Tarefa escrita 1:
No texto sobre o trânsito, em que estado ficou a mota envolvida num dos acidentes?

Fonte:
Tanto trânsito, tantos acidentes. A grande e bela cidade tem isto de mau: muitos carros em circulação. E, quando vem a chuva, vêm os acidentes. Hoje passei por vários. Felizmente, não vi feridos. Num deles, dois carros amachucados e uma mota literalmente desfeita. Impressionante o estado em que estava a mota. Mas não havia ambulâncias, apenas pessoas com coletes, trocando informações. Por isso, porque olho e não vejo sofrimento, não me compadeço. E repare-se que digo que olho não porque me detenha a olhar, empatando ainda mais o trânsito, mas porque, dada a redução de vias, quem conduz não tem outro remédio senão ir a passo. E o que acontece é que uma pessoa, às tantas, só quer é poder chegar ao destino a tempo e horas e já fica é furiosa por não o conseguir, enredada naquele horrível pára-arranca. Quer-se lá saber se é só chapa ou se algo mais, quer-se é passar ao largo e seguir viagem. E digo isto com total franqueza, sabendo que pode parecer insensibilidade, porque a verdade é que tanto tempo perdido todos os dias já nos torna impacientes, indiferentes. E, no entanto, quem se vê metido nesses assados também não tem culpa, não o faz de propósito.

Registos em bruto:
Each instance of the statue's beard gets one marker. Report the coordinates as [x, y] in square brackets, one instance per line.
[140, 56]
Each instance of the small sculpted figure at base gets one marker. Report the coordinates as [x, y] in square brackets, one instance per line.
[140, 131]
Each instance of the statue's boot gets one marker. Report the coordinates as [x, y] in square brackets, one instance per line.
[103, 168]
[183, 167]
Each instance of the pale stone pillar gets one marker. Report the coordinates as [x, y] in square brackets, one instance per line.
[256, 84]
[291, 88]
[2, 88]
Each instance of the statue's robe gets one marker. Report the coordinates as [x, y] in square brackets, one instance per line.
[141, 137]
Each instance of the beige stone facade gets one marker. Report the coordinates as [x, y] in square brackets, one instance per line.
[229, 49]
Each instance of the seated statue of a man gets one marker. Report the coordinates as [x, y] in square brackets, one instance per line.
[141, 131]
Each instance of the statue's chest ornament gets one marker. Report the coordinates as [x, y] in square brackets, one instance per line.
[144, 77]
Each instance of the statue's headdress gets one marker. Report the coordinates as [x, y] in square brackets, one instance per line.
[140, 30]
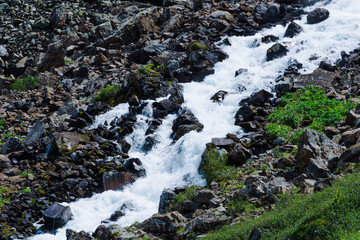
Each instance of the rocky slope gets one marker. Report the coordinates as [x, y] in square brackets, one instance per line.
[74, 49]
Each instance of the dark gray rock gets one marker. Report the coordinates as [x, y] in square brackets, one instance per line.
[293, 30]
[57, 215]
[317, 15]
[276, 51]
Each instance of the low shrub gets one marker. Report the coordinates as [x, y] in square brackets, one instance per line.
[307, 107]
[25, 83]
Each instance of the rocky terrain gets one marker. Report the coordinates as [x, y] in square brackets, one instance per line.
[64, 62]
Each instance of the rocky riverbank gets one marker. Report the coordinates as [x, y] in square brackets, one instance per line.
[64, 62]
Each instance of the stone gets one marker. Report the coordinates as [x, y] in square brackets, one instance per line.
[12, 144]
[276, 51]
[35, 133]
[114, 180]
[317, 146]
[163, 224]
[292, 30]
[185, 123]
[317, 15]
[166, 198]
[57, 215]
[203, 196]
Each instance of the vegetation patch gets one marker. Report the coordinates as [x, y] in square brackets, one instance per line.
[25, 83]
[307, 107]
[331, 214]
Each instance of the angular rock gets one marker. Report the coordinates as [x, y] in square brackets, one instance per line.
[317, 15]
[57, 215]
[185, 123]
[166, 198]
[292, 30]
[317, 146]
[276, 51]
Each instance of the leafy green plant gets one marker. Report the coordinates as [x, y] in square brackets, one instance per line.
==
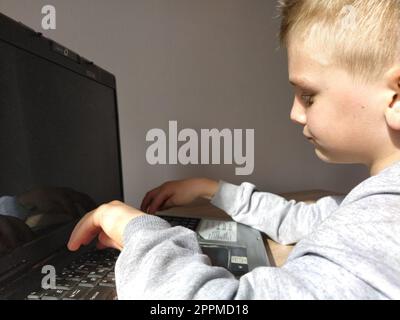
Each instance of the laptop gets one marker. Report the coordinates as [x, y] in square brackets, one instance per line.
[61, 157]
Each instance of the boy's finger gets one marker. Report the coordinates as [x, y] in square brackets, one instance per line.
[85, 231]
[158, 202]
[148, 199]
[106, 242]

Tarefa escrita 2:
Conte as linhas dos registos que contêm a palavra "base", distinguindo maiúsculas de minúsculas, e indique apenas o número.

Resultado final 1:
A mota ficou literalmente desfeita.

Resultado final 2:
1